#### DATA FOR THE TASK
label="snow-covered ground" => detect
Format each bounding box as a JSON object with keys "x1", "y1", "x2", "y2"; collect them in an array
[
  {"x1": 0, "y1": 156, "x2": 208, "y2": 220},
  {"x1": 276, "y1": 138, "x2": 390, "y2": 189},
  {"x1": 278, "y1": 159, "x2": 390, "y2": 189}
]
########
Nothing in the records should change when you repeat them all.

label="snow-covered ground" => detect
Format each bounding box as a JSON object with keys "x1", "y1", "x2", "y2"; collect them in an array
[
  {"x1": 0, "y1": 156, "x2": 208, "y2": 220},
  {"x1": 276, "y1": 138, "x2": 390, "y2": 189},
  {"x1": 278, "y1": 159, "x2": 390, "y2": 189}
]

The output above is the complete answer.